(THINGS TO DO)
[1] Using the passage on Sharansky and Navalny, answer each question on its own line.
(a) How many years does the caption say Sharansky's account covers?
(b) From what city, and on the eve of what holiday, did Sharansky write his reply?
(c) What happened to Navalny on Monday, according to his answer?
[2] According to the first quoted letter in the passage on Sharansky and Navalny, why does Sharansky's book give hope? Answer in one to three sentences.

Top of DOCUMENT PASSAGE

Natan Sharansky: His account of nine years in the Gulag gave hope to Alexei Navalny (Photo by GALI TIBBON)AFP via Getty Images
“Your book gives hope because the similarity between the two systems — the Soviet Union and Putin’s Russia — their ideological resemblance, the hypocrisy that serves as the very basis of their essence, and the continuity from the former to the latter — all this guarantees an equally inevitable collapse. Like the one we witnessed.”
Sharansky replied immediately that he was both shocked and excited to hear from a man he so admired, from his “alma mater”, the “university” where he had spent so much of his youth.
He wrote from Jerusalem on the eve of Passover and concluded: “I wish to you, Alexei, and to all of Russia, an Exodus as soon as possible.”
Navalny wrote back: “In your alma mater everything is as it was. Traditions are honoured. On Friday evening, they let me out of the SHIZO [punishment cell], today on Monday — I got another 15 days.”

Bottom of DOCUMENT PASSAGE
Top of GIVEN RECORDS

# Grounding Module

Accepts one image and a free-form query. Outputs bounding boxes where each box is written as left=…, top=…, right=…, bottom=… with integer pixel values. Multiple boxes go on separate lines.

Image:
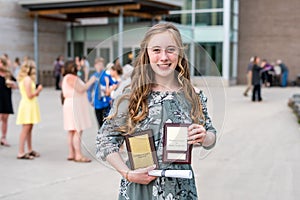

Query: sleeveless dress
left=62, top=74, right=92, bottom=131
left=0, top=76, right=14, bottom=114
left=96, top=91, right=216, bottom=200
left=16, top=78, right=41, bottom=124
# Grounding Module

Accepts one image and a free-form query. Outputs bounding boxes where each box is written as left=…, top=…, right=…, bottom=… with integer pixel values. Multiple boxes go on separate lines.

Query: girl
left=17, top=59, right=43, bottom=160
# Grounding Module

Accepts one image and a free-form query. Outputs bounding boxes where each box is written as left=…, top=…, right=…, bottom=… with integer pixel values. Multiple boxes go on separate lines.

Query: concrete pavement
left=0, top=86, right=300, bottom=200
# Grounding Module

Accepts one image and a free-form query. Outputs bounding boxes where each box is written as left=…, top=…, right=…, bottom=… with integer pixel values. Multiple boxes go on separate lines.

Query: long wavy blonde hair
left=109, top=23, right=204, bottom=134
left=17, top=59, right=36, bottom=83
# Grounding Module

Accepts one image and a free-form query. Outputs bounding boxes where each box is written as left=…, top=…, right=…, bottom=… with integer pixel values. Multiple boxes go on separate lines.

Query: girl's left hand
left=188, top=124, right=207, bottom=144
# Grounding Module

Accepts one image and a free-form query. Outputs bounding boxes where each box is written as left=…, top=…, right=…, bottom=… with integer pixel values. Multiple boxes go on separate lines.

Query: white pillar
left=118, top=8, right=124, bottom=66
left=33, top=14, right=39, bottom=83
left=222, top=0, right=230, bottom=83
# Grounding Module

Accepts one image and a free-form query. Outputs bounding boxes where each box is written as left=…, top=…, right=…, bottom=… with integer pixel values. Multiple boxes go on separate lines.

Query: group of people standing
left=0, top=56, right=43, bottom=159
left=243, top=56, right=288, bottom=101
left=62, top=57, right=127, bottom=162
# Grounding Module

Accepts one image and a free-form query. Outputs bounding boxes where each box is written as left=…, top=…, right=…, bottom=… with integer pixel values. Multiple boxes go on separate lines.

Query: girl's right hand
left=127, top=165, right=156, bottom=185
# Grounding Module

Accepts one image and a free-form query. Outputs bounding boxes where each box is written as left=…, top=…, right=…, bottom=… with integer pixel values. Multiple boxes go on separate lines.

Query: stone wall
left=238, top=0, right=300, bottom=84
left=0, top=0, right=67, bottom=85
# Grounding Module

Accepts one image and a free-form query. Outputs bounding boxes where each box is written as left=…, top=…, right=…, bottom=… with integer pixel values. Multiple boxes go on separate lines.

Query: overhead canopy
left=19, top=0, right=183, bottom=21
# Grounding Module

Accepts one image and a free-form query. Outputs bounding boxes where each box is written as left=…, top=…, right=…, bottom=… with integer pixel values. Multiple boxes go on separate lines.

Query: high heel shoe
left=0, top=138, right=10, bottom=147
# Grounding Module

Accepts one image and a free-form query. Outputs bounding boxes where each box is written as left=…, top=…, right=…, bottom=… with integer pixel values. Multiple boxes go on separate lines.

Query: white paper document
left=148, top=170, right=193, bottom=179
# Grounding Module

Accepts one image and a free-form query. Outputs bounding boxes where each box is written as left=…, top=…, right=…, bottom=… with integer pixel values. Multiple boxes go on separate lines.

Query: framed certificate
left=125, top=129, right=158, bottom=170
left=163, top=123, right=192, bottom=164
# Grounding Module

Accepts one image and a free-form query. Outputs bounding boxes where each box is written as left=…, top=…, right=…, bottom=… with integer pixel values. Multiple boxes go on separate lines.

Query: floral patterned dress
left=97, top=91, right=216, bottom=200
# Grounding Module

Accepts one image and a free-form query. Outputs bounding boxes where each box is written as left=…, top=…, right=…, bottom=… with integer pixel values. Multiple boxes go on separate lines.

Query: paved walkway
left=0, top=86, right=300, bottom=200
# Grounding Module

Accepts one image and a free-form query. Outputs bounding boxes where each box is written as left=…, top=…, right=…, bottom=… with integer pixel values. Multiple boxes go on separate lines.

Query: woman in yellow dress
left=16, top=60, right=43, bottom=159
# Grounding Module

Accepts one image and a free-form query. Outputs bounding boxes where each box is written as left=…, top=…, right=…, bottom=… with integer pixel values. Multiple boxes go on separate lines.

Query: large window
left=196, top=12, right=223, bottom=26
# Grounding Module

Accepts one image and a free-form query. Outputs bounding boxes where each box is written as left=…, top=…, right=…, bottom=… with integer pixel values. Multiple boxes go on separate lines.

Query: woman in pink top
left=62, top=61, right=95, bottom=162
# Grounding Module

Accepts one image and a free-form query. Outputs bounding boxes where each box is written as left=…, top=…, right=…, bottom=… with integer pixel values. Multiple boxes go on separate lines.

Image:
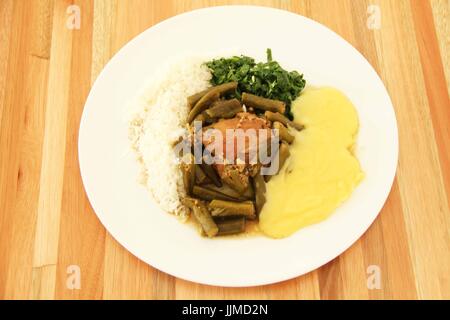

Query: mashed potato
left=259, top=88, right=364, bottom=238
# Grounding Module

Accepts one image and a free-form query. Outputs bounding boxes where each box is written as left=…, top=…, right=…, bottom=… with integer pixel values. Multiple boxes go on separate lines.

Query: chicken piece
left=203, top=112, right=270, bottom=186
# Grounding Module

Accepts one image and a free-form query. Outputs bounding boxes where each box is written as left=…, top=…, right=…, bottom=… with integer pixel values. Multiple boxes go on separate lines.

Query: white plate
left=79, top=6, right=398, bottom=286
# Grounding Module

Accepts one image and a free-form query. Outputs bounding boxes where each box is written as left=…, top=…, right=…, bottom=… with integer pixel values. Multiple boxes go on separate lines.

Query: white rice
left=129, top=57, right=211, bottom=215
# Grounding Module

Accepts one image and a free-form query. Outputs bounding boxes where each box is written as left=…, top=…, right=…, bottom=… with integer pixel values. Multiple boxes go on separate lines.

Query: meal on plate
left=130, top=49, right=363, bottom=238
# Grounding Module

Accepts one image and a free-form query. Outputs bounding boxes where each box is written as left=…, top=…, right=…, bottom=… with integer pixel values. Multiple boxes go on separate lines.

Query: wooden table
left=0, top=0, right=450, bottom=299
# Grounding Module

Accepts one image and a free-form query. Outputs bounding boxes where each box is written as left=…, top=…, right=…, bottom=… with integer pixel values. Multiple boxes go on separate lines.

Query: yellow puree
left=259, top=88, right=364, bottom=238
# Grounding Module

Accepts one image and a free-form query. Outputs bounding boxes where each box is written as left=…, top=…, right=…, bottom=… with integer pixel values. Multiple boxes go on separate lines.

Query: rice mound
left=129, top=57, right=211, bottom=215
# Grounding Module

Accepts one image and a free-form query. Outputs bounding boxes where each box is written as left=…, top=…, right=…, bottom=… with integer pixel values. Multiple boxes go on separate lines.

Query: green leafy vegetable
left=206, top=49, right=306, bottom=120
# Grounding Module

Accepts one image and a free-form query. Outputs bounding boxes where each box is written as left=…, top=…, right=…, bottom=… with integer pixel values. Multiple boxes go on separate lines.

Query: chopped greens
left=206, top=49, right=306, bottom=120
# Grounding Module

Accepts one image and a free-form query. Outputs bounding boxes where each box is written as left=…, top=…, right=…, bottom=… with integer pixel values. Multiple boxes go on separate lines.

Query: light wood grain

Bottom of GIVEN RECORDS

(ANSWERS BELOW)
[1]
(a) Nine years in the Gulag.
(b) He wrote from Jerusalem on the eve of Passover.
(c) He got another 15 days in the punishment cell.

[2] The book gives hope because the Soviet Union and Putin's Russia are similar. Both have the same ideology and rest on the same hypocrisy, and one follows on from the other. The letter says this guarantees that Putin's Russia will collapse as surely as the Soviet Union did.